What you have to do
The required output is the line containing "Would you be able to point at the water" followed by every later line through the end of the data, all reproduced exactly.
■ ■ ■ ■ ■
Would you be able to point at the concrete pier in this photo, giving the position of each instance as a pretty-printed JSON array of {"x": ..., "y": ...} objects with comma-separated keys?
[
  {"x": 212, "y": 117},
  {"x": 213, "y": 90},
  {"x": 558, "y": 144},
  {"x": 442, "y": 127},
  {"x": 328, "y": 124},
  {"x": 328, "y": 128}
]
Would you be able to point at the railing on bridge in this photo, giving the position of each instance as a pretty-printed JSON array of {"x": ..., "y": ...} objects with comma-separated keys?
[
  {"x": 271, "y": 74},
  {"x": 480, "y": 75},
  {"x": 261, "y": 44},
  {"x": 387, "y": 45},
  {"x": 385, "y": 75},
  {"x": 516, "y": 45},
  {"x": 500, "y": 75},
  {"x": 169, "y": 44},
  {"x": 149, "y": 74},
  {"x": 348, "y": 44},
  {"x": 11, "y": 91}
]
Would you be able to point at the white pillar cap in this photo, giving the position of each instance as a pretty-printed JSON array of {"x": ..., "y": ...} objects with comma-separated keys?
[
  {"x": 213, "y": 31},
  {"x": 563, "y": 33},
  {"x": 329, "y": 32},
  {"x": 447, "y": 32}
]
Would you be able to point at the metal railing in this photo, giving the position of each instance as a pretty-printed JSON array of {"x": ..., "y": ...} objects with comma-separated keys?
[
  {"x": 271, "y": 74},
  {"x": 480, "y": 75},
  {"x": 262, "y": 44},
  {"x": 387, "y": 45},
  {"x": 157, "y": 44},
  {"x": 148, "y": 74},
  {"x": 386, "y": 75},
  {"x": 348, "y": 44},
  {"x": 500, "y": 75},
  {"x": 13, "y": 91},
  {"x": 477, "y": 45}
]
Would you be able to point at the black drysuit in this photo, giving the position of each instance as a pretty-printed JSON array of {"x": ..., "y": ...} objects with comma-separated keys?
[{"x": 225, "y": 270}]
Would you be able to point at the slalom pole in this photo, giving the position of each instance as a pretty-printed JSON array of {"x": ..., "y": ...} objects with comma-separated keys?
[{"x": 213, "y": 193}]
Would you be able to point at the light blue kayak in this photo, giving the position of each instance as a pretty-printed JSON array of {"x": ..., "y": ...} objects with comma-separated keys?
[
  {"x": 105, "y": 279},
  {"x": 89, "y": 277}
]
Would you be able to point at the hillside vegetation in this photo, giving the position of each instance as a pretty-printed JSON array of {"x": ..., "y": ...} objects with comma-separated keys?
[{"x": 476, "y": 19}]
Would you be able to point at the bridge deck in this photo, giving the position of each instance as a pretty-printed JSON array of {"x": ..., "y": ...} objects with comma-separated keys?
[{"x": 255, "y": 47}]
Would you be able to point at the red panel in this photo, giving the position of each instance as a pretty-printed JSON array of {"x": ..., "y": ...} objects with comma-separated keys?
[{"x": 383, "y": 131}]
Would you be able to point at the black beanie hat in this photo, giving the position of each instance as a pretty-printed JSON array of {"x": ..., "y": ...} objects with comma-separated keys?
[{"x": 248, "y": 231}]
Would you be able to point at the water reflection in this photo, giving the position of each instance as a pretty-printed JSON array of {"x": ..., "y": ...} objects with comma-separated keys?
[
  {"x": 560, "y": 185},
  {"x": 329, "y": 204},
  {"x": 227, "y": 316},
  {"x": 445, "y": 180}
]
■ ■ ■ ■ ■
Your solution
Would you be able to point at the water reflection in this photo, giving the position of each instance as a pretty-printed JSON array of {"x": ..., "y": ...} objects with comma-separated keys?
[
  {"x": 560, "y": 185},
  {"x": 329, "y": 204},
  {"x": 227, "y": 316},
  {"x": 445, "y": 180}
]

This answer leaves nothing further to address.